Document segment:
A brilliant and very important breakthrough study shows that restricting mammal meat and eggs markedly lowers blood levels of TMAO (Eur Heart J, Feb 14, 2019;40(7):583-594). Mammal meat and eggs are rich sources of choline, carnitine and lecithin that are converted in your body to a chemical called TMAO that can damage arteries, which can cause plaques to form and later to break off to cause heart attacks and strokes. This is a very exciting article because it uses diets with the same total calories to show that mammal meat causes the highest rises in blood levels of TMAO in healthy adults and this very high rise in TMAO is completely independent of the amount of saturated fats in the diet.

The authors showed that mammal meat increases blood and urine TMAO levels an average of three times higher than the equivalent in chicken or vegetarian meals. There was no difference in TMAO blood levels between high and low saturated fat diets that had red meat as their protein source. Removing as much fat as possible from the meat did not produce TMAO levels lower than meat that had a lot of fat. Participants lowered their blood levels of TMAO by going from a diet based on mammal meat to one based on chicken. The authors also showed that carnitine caused higher blood levels of TMAO than lecithin. See my earlier reports: Research on TMAO
Why I STILL Restrict Meat, Eggs and Milk

How Foods High in Choline, Carnitine or Lecithin Increase Heart Attack Risk
When you eat foods rich in choline, carnitine and/or lecithin,
• these chemicals pass through your intestines,
• where bacteria there convert carnitine and lecithin to TMA, trimethylamine (PLoS One 2017;12:e0170742).

Activity: Transcribe the portion of the TMAO article that begins with "A brilliant and" and runs through "in the diet.".

Data shown:
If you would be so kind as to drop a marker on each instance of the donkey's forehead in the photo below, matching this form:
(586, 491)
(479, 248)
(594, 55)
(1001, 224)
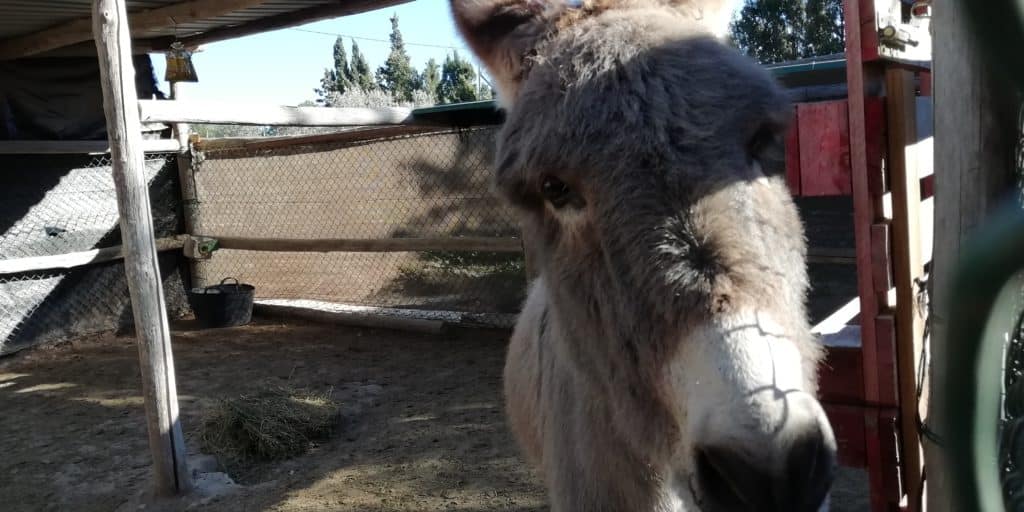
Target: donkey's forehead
(621, 91)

The answer:
A brilliant and very important breakthrough study shows that restricting mammal meat and eggs markedly lowers blood levels of TMAO (Eur Heart J, Feb 14, 2019;40(7):583-594). Mammal meat and eggs are rich sources of choline, carnitine and lecithin that are converted in your body to a chemical called TMAO that can damage arteries, which can cause plaques to form and later to break off to cause heart attacks and strokes. This is a very exciting article because it uses diets with the same total calories to show that mammal meat causes the highest rises in blood levels of TMAO in healthy adults and this very high rise in TMAO is completely independent of the amount of saturated fats in the diet.